Job: Turn each line of the rows below into a numbered list, skipping any blank lines. Leave the picture out of your list.

------ Recorded information

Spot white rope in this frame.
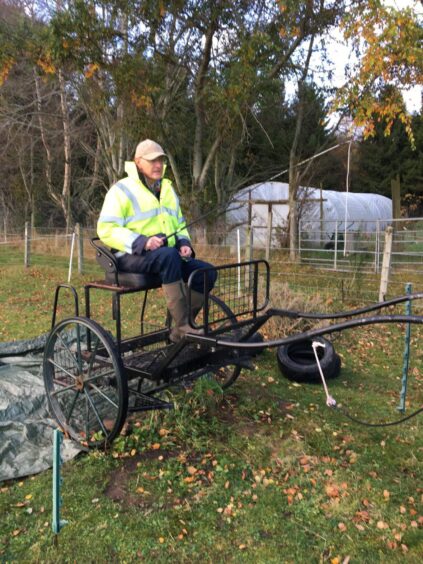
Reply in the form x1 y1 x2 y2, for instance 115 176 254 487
311 341 336 407
68 232 76 284
344 141 352 257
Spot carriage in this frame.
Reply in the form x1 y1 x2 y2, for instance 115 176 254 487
43 239 423 448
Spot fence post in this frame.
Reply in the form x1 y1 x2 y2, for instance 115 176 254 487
379 226 394 302
333 220 338 270
75 223 84 274
245 224 254 288
298 219 307 262
375 219 380 274
24 221 31 268
266 204 273 261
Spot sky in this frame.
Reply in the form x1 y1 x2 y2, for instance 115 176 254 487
308 0 423 113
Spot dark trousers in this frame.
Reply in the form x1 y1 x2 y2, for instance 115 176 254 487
118 247 217 293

------------

Exercise answer:
1. Spot white rope in this frame.
2. Reply in the form x1 y1 x2 y2, for instance 115 176 254 487
3. 311 341 336 407
4. 68 232 76 284
5. 344 141 352 257
6. Spot carriage in this frame.
7. Reply in the form x1 y1 x2 y2, for instance 115 176 254 487
8. 43 239 423 448
9. Spot fence post in this frame.
10. Reply in the form x1 y1 x2 y2, for instance 115 176 254 487
11. 379 226 394 302
12. 333 220 338 270
13. 75 223 84 274
14. 245 224 254 288
15. 298 219 307 262
16. 375 219 380 274
17. 24 221 31 268
18. 266 204 273 261
19. Spot sky in this frame.
20. Reply in the form x1 y1 x2 y2, for instance 115 176 254 487
21. 308 0 423 113
22. Spot dark trousers in this frame.
23. Reply in the form x1 y1 x2 y2, for instance 115 176 254 487
24. 118 247 217 293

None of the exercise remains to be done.